*EXERCISE INSTRUCTIONS:*
Reproduce the passage of the Arthur Kleps article below between "In 1960, Kleps" and "Millbrook in 1967.", inclusive.

*STUDY TEXT:*

___

= Arthur Kleps =

American psychologist and activist

Arthur John Kleps (April 17, 1928 – July 17, 1999) was a psychologist turned drug legalization advocate whose Neo-American Church defended the use of cannabis and hallucinogens (including LSD and mescaline) for spiritual enlightenment and exploration.

== Early life ==

Kleps was born in Manhattan on April 17, 1928 to a Lutheran minister and his wife. In 1952, he married Beverly Jean Rahn (born 1934), but the marriage was annulled in 1954. He was married in 1959 to a student at Syracuse University; at the time they met he was working as a psychologist at a prison in Auburn, New York. During this period, Kleps completed his B.S. at Utica College (then a subsidiary of Syracuse University) and earned an M.A. in school psychology from Syracuse proper; by 1959, he was employed as a psychologist at the Lynchburg Training School in Virginia. The institution is notable for its role as a state mental hospital that was challenged for its role in the forced sterilization of patients in Buck v. Bell (1927) and Poe v. Lynchburg Training School & Hospital (1981).

== Involvement in the psychedelic movement ==

In 1960, Kleps bought by mail from Delta Chemical Company in New York 1 g of mescaline sulfate and took 500 mg. He experienced a psychedelic trip that caused profound changes in his life and outlook. Kleps ceased employment with Lynchburg Training School,
reportedly being fired in 1964 for writing a pro-marijuana paper.
His wife divorced him in December 1966.
Arthur Kleps joined Timothy Leary at Millbrook in 1967.
He founded the Neo-American Church and sought protection for the right to use marijuana and hallucinogens as religious sacraments. He testified before the US Senate's Judiciary Committee in May 1966, defending citizens' rights to use these drugs to explore consciousness.
We are not drug addicts. We are not criminals. We are free men, and we will react to persecution the way free men have always reacted.

___

*ENTRIES SHOWN:*
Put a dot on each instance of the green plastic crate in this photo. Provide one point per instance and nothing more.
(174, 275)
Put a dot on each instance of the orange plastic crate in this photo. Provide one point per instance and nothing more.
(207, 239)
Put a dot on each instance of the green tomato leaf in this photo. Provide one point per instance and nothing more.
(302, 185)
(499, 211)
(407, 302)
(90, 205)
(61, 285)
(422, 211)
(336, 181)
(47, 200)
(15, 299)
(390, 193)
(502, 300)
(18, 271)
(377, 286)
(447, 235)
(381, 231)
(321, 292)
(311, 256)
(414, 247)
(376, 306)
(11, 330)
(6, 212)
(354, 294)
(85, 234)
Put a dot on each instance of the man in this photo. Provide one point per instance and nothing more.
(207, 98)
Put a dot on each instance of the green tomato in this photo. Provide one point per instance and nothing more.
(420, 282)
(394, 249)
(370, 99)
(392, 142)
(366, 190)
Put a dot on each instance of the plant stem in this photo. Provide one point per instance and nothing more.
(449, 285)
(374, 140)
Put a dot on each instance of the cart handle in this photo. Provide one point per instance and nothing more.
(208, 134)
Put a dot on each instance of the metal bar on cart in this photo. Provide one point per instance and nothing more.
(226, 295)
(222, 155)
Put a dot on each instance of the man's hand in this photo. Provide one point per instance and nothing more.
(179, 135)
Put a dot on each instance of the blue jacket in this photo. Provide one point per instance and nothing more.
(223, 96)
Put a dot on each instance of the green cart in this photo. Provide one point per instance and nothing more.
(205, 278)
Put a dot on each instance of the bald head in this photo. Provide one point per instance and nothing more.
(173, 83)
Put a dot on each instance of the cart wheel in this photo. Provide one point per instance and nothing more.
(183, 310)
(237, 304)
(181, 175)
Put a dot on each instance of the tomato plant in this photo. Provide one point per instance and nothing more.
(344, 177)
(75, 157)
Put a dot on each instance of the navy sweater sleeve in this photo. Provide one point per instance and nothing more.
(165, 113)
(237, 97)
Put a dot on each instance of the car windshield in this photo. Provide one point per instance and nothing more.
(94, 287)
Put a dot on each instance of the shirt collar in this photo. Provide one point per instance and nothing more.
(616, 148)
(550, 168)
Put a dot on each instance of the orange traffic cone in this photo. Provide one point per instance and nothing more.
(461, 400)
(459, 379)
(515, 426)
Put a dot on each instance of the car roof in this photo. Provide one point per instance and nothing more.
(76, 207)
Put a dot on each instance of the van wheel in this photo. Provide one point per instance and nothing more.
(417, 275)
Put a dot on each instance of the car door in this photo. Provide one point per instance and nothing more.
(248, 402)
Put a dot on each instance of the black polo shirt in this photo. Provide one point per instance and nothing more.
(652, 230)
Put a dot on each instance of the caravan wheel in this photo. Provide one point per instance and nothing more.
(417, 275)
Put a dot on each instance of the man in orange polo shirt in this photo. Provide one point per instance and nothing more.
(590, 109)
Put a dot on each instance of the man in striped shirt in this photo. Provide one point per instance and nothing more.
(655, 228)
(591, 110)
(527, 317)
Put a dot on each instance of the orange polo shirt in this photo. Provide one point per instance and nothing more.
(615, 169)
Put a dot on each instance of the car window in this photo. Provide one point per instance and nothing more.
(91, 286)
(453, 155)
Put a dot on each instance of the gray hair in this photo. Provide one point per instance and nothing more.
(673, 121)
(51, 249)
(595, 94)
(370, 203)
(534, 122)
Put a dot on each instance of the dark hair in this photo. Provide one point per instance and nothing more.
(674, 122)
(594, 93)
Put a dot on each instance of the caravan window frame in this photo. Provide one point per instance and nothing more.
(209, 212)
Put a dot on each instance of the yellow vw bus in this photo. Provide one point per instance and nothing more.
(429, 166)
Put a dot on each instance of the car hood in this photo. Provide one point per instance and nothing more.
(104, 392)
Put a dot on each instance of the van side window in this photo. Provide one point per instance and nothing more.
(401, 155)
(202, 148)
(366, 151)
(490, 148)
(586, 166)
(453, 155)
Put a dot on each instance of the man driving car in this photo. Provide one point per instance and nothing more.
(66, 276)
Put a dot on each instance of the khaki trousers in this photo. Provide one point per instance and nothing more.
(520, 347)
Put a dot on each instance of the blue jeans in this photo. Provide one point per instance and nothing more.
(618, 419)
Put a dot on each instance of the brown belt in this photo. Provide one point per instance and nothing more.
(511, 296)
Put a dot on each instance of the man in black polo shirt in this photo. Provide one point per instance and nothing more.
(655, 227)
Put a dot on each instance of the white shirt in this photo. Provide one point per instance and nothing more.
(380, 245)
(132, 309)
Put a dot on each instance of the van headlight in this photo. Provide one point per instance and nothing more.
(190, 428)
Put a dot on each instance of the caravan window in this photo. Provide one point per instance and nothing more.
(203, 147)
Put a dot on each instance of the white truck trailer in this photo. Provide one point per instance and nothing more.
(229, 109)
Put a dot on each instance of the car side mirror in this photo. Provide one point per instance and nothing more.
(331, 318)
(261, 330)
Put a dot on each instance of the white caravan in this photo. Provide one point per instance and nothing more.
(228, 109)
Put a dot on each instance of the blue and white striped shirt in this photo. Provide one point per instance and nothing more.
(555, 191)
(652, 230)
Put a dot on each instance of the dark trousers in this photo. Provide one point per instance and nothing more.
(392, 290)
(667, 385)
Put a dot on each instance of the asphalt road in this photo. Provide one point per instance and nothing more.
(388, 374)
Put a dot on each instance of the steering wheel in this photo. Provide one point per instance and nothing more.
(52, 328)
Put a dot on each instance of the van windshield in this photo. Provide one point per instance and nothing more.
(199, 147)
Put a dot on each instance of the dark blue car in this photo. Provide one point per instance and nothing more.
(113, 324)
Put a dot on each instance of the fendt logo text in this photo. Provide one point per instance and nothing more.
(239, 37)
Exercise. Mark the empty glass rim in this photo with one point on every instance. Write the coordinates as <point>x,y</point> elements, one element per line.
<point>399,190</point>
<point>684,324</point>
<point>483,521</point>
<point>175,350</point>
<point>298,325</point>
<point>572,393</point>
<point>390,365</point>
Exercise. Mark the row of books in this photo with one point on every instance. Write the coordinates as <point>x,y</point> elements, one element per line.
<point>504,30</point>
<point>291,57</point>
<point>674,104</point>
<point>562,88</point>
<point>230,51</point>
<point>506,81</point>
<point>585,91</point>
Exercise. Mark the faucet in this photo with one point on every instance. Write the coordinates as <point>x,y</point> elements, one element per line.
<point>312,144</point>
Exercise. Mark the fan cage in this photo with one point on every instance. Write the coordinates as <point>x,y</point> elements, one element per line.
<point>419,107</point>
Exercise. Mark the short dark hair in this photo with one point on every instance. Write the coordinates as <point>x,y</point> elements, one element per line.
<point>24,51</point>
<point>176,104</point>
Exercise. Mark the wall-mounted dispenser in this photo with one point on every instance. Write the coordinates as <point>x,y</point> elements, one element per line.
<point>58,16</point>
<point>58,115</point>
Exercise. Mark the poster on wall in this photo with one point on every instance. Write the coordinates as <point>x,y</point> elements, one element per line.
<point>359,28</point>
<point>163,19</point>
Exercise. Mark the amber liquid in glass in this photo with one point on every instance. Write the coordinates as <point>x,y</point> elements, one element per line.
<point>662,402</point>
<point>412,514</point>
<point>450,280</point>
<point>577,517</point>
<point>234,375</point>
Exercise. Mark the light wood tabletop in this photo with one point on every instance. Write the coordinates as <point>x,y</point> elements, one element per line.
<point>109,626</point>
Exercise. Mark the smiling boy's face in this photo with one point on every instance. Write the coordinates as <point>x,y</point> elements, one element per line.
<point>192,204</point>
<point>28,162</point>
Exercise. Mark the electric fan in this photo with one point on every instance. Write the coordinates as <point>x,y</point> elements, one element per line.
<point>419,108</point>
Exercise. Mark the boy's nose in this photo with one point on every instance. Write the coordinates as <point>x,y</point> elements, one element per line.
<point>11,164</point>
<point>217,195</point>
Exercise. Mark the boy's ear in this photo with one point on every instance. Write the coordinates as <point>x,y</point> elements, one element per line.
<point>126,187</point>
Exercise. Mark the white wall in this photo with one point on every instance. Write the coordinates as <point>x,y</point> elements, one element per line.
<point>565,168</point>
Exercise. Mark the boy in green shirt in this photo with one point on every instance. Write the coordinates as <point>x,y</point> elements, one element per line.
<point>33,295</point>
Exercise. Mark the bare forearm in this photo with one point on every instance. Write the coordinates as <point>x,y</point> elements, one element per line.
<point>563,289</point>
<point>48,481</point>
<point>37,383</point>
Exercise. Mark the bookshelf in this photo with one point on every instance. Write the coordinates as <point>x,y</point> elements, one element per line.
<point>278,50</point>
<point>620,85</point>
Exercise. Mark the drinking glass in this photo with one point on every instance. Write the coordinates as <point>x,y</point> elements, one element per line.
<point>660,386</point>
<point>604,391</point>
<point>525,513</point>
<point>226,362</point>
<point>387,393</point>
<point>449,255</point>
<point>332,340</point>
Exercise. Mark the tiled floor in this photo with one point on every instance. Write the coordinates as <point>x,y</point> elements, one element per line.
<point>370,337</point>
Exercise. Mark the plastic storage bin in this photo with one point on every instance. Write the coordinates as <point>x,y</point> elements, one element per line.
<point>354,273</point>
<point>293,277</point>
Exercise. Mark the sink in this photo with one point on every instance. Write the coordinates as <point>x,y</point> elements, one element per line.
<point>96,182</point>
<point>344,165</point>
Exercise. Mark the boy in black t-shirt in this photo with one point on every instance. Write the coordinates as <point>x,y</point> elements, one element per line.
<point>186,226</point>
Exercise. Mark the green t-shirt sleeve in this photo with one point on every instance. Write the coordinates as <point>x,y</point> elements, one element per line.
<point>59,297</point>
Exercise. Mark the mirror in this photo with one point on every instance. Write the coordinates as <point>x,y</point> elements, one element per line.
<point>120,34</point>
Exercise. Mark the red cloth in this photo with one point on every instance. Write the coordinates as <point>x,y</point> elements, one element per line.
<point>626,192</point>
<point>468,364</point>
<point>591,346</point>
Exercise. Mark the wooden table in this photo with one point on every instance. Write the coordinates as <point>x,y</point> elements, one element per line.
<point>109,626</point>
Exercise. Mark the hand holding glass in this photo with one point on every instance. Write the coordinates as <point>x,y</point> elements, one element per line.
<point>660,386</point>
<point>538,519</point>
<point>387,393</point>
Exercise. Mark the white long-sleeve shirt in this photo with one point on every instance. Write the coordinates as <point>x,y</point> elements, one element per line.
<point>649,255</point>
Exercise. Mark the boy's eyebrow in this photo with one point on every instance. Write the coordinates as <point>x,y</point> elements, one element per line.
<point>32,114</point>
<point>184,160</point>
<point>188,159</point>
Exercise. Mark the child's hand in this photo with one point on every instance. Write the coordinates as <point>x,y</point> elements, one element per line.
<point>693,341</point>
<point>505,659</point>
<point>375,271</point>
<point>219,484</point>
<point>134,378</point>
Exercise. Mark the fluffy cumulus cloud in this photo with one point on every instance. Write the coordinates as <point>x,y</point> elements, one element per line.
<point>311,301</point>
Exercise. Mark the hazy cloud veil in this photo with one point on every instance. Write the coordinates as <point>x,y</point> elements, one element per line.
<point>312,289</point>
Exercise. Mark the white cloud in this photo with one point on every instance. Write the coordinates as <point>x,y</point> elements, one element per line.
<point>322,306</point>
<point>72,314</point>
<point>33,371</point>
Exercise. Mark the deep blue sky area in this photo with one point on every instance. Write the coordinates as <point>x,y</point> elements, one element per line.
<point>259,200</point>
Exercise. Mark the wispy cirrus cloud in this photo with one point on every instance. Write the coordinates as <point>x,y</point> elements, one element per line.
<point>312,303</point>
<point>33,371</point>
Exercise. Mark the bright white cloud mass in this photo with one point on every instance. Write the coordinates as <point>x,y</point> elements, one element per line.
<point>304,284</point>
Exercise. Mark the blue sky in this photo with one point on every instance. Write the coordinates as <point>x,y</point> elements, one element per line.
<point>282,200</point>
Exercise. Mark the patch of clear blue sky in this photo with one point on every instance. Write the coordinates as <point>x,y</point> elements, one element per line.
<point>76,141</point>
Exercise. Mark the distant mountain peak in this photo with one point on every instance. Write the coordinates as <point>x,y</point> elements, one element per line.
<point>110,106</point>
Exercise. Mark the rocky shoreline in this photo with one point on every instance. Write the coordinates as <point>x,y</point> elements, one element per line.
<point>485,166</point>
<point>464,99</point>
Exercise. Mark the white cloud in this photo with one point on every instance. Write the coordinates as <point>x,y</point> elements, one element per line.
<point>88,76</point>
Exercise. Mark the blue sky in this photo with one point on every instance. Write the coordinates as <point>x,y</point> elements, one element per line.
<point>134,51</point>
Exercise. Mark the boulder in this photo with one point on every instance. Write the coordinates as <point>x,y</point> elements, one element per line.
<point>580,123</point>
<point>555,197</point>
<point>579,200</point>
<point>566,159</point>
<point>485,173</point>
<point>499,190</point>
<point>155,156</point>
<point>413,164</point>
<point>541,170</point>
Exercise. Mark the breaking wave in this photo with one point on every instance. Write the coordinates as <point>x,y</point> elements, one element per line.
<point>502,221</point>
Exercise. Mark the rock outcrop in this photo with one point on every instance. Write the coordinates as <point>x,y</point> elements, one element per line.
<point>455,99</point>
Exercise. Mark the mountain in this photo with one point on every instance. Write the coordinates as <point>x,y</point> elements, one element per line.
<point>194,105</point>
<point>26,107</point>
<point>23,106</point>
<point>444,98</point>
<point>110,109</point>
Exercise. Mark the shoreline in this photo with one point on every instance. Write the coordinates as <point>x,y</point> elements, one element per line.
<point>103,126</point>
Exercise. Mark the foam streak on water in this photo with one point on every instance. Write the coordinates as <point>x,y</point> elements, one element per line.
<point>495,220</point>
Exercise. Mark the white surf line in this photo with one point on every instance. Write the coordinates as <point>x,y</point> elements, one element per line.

___

*SOLVED PROBLEM:*
In 1960, Kleps bought by mail from Delta Chemical Company in New York 1 g of mescaline sulfate and took 500 mg. He experienced a psychedelic trip that caused profound changes in his life and outlook. Kleps ceased employment with Lynchburg Training School,
reportedly being fired in 1964 for writing a pro-marijuana paper.
His wife divorced him in December 1966.
Arthur Kleps joined Timothy Leary at Millbrook in 1967.